### EXTRACTED TEXT

1. Taisia Bekbulatova et al. article headlined "Alexei Navalny has his party's name taken away" says that the party Native Country (Rodnaya Strana), which is a part of spin doctor Andrei Bogdanov-led pool of parties, has changed its name for People's Alliance, thus duplicating the name of opposition activist Alexei Navalny's unregistered party; pp 1, 3 (721 words).
2. Yulia Gallyamova et al. article headlined "Sistema to continue Oboronservis's business" says that the Russian corporation AFK Sistema is considering purchasing an oil transshipment terminal in the Murmansk region, which formerly belonged to the Defense Ministry's subsidiary Oboronservis; pp 1, 9 (626 words).
3. Andrei Kolesnikov article headlined "Haze covers Polyana for president" says that President Vladimir Putin has inspected a ski jump for the 2014 Winter Olympics in Sochi, whose construction has been finally completed; pp 1, 5 (638 words).
4. Yekaterina Yeremenko and Yekaterina Vyushkova article headlined "Electoral reform sent down to municipal level" says that regional legislative assemblies are not in a hurry to amend regional electoral laws following the adoption by the State Duma of a bill, under which the number of seats in regional parliaments distributed by party lists will decrease to 25 percent; p 2 (477 words).
5. Andrei Kolesnikov article headlined "Vladimir Putin behaves in extremely political rocket way" says that Putin has met the leadership of the Strategic Missile Troops and Russia's Navy to discuss the implementation of state defense orders for these branches of the Armed Forces; p 2 (622 words).
6. Ivan Safronov article headlined "Roscosmos gets rid of Vladimir Popovkin' s heritage" says that the new leadership of the Federal Space Agency (Roscosmos) will determine the future of the center for ensuring the implementation of programs and plans for space and rocket technology, which was established by former Roscosmos head Popovkin; p 2 (520 words).
7. Anna Pushkarskaya and Natalya Gorodetskaya article headlined "Amendments to constitution sent to regions" says that the Federation Council has unanimously approved presidential amendments to the constitution, which envisage combining the Supreme and Supreme Arbitration courts and authorizing the president to appoint prosecutors in federal districts. Regional parliaments are to consider the amendments; p 3 (655 words).

######
### PROVIDED DATA

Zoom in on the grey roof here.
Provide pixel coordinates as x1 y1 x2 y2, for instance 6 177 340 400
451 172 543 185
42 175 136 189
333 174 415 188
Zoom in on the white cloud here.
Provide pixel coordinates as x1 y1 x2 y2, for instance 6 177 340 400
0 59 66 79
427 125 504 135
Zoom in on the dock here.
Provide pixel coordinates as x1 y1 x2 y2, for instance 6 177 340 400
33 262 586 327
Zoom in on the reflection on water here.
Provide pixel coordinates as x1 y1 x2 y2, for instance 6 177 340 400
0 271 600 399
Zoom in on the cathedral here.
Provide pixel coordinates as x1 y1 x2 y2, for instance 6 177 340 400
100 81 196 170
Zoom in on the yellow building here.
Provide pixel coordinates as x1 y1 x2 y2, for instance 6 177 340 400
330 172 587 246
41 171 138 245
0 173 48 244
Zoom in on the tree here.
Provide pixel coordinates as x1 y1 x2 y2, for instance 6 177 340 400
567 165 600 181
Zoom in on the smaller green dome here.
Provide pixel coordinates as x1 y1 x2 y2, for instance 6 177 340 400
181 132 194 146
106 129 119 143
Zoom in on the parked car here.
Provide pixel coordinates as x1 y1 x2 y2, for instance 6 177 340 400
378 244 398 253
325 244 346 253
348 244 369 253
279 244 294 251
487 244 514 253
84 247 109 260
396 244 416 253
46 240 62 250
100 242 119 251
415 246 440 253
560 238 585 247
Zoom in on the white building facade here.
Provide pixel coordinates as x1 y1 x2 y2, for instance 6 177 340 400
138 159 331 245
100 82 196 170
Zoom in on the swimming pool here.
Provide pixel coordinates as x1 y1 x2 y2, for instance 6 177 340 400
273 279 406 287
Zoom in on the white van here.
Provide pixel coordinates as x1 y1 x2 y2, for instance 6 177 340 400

######

WHAT IS ASKED:
1. Copy the listing verbatim, from the line containing "Zoom in on the smaller green dome here." through the last line of the listing, inclusive.
2. Resume the press digest of Russian newspaper articles, picking up right after its final summary.

PER-TASK OUTPUTS:
1.
Zoom in on the smaller green dome here.
Provide pixel coordinates as x1 y1 x2 y2, for instance 6 177 340 400
181 132 194 146
106 129 119 143
Zoom in on the parked car here.
Provide pixel coordinates as x1 y1 x2 y2, for instance 6 177 340 400
378 244 398 253
325 244 346 253
348 244 369 253
279 244 294 251
487 244 514 253
84 247 109 260
396 244 416 253
46 240 62 250
100 242 119 251
415 246 440 253
560 238 585 247
Zoom in on the white building facade here.
Provide pixel coordinates as x1 y1 x2 y2, for instance 6 177 340 400
138 159 331 245
100 82 196 170
Zoom in on the swimming pool here.
Provide pixel coordinates as x1 y1 x2 y2, for instance 6 177 340 400
273 279 406 287
Zoom in on the white van here.
Provide pixel coordinates as x1 y1 x2 y2, for instance 6 177 340 400

2.
8. Maxim Ivanov article headlined "Population sticks to integral views" says that a public opinion poll conducted by the independent pollster Levada Center has shown that 74 percent of Russians consider separatism to be a significant problem and no more than eight percent of respondents have separatist views. Such views are more popular in Russia's Far East and Siberia, the poll showed; p 3 (556 words).
9. Oleg Rubnikovich article headlined "Drugs control general goes on leave as suspect" says that a corruption scandal involving the head of the regional directorate of the Federal Service for Control over the Trafficking of Narcotics has erupted in the Ryazan region; p 4 (781 words).
10. Alexander Igorev article headlined "Yury Chaika takes corruption in investigation" says that the Prosecutor General's Office has summed up the results of its anti-corruption work. Corruption-related crimes have risen in number by almost 20 percent as compared to 2012, but for the first time in recent years, such cases have been rarely remitted for further examination; p 4 (567 words).
11. Viktor Khamrayev article headlined "Half visa-free regime" says that United Russia lawmaker Rizvan Kurbanov has submitted to the State Duma a bill, under which foreigners from CIS member states will be permitted to enter Russia without getting a visa once in six months; p 5 (495 words).
12. Article by former Foreign Minister Igor Ivanov, the former British secretary of state for defense, Desmond Brown, and former Polish Foreign Minister Adam Rotfeld headlined "'It is necessary to build Big Europe'", contemplates ways to step up the EU's integration activity; p 8 (821 words).
13. Yelena Chernenko interview with the head of the EU representative office in Russia, Vygaudas Usachas, headlined "'Russia-EU relations experience hard times'", speaking about prospects of the Eastern Partnership summit in Vilnius and Russia-EU relations, among other things; p 8 (581 words).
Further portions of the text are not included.